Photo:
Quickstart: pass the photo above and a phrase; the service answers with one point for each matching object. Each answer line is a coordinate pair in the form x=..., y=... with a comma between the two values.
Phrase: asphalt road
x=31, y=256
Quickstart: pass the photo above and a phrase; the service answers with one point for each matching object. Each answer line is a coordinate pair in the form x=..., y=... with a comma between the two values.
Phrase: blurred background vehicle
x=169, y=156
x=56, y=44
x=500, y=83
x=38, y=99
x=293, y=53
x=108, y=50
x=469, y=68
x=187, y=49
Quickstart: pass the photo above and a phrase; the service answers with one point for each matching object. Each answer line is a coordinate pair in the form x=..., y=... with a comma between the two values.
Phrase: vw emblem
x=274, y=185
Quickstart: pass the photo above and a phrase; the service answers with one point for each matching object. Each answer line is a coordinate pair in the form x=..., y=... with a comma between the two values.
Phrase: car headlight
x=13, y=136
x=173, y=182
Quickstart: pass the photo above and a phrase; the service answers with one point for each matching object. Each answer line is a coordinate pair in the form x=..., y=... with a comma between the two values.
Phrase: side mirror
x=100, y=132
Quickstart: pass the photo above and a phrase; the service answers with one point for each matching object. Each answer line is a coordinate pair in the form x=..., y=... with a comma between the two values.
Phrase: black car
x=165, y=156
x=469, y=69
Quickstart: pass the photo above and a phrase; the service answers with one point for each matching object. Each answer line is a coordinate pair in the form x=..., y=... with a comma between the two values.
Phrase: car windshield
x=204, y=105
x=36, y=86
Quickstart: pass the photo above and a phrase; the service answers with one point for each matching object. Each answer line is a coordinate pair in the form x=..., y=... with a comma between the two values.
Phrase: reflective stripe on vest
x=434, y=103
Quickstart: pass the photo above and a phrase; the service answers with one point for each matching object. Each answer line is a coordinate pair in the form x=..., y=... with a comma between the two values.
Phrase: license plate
═══
WORK TO COMPLETE: Please transcribe all of the records, keeping every line exactly as it is.

REPLY:
Photo:
Quickstart: pass the photo above and a phrase; the service answers with one point for each matching object. Each answer line is a coordinate pair in the form x=..., y=... with a comma between the two values.
Phrase: asphalt road
x=31, y=256
Quickstart: pass the photo above and a phrase; the service answers with one point for each matching object. Each answer line is a coordinate pair in the form x=..., y=... with a comma between the two values.
Phrase: blurred background vehicle
x=169, y=156
x=56, y=44
x=500, y=83
x=38, y=99
x=293, y=53
x=108, y=50
x=469, y=68
x=187, y=49
Quickstart: pass the photo above and a phrase; the service answers with one point for each matching object. Each answer line is a coordinate pair in the form x=..., y=... with a comma between the two values.
Phrase: vw emblem
x=274, y=185
Quickstart: pass the photo above and a phrase; the service answers with one point for each matching object. Each answer line is a coordinate pair in the form x=..., y=... with a comma between the two values.
Phrase: car headlight
x=13, y=136
x=173, y=182
Quickstart: pass the photo above and a phrase; the service answers with one point for each matching object. Each answer line is a coordinate pair in the form x=..., y=... with a comma between the two values.
Phrase: side mirror
x=100, y=132
Quickstart: pass the photo above and a phrase; the service answers with one point for each matching object. Each answer line is a coordinate pair in the form x=..., y=... with a comma between the two values.
Phrase: black car
x=165, y=156
x=469, y=69
Quickstart: pass the photo above and a phrase; the service answers with one point for each matching object. Each answer line is a coordinate pair in the form x=..., y=... with a comma between the two values.
Phrase: car windshield
x=204, y=105
x=36, y=86
Quickstart: pass the photo above and a phrase; the service answers with one point for each matching object. Each answer line is a coordinate pair in the form x=..., y=... with a comma between the two values.
Phrase: reflective stripe on vest
x=434, y=103
Quickstart: pass the photo above and a phrase; the service answers with one point for each matching object. Each answer line is a coordinate pair in the form x=..., y=... with a comma between the two values.
Phrase: license plate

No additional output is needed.